Name: shadowycorner (Signed) · Date: 13 Jul 2020 06:03 AM · For: Chapter 3

Hello again Cassie, ah, the way you describe feelings and the inner workings of Hermione's heart and mind is painful but word-wise it's so beautiful sometimes, almost sounds poetic, I really love this part of your writing.

 

I really loved the conversation Hermione had George in the beginning. It seemed like he was closest to offering her some understanding, he must be feeling an indescribable pain and he's right, it never really stops - the pain and the sympathetic glances of others. When Hermione said she wishes everyone would just fucking stop saying sorry, it was so raw because I imagine her as someone that doesn't swear unless she's really upset, so that was a very good choice of words for the given character in the given situation.

 

Ah, Ron and how he tries and fails, my heart hurts too much, but I really appreciate you working really hard to write him well even if he doesn't understand Hermione and there is now a rift between them that probably can't be repaired.

 

Draco still annoying Hermione and forcing her to eat, scheduling their meetings for lunch is very nice in a way that I think it's the only thing that really works and I guess she really needs that. The part with the tape was so heartbreaking. You paint the emotions so well and it's haunting how deep this pain can go. I hate to see Hermione suffering like this, I really hope she can start feeling a bit better soon. Malfoy needs to annoy her a bit more!!

 

All of this is so well-written, I really enjoy your writing. And thank you again so much for sharing this.

Actions to take ->
A – Summarize the Chapter 3 review in two sentences.
B – Write out the Chapter 3 review from "Ah, Ron and" up to and including "can't be repaired.".

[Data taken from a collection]
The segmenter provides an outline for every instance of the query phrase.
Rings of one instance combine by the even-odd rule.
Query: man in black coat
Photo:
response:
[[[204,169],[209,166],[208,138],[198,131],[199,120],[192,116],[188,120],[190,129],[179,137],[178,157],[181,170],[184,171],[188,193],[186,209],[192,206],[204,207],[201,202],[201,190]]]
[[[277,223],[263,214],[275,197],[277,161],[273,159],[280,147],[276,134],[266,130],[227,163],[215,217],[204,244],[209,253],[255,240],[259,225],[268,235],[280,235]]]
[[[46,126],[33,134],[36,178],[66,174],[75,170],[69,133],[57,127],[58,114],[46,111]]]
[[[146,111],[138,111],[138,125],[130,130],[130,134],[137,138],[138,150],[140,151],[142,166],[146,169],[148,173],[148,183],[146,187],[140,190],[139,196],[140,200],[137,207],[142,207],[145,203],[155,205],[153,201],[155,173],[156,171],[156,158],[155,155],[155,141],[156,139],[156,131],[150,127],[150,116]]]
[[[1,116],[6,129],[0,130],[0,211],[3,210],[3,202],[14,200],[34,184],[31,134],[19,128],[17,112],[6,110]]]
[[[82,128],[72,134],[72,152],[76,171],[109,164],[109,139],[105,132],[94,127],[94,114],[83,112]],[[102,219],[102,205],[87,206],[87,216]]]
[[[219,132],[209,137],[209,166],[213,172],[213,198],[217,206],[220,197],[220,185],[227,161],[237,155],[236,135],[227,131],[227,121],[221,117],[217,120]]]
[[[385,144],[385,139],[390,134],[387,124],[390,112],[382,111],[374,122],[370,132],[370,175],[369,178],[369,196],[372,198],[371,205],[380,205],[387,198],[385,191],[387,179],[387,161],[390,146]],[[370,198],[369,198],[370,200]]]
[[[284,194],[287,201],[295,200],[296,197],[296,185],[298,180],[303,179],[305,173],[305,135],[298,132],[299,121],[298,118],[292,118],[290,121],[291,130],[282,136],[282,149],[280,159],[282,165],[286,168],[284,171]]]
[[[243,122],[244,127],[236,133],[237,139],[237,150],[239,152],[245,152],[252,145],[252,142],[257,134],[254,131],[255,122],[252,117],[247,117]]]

Answers for the tasks ->
A – The review praises the almost poetic way Hermione's feelings are described and singles out her conversation with George, where her swearing about people saying sorry felt raw and fitting for her. It also appreciates the hard work put into writing Ron despite his rift with Hermione, finds Draco's lunch meetings and the tape scene moving, and ends by thanking the writer for sharing.

B –
Ah, Ron and how he tries and fails, my heart hurts too much, but I really appreciate you working really hard to write him well even if he doesn't understand Hermione and there is now a rift between them that probably can't be repaired.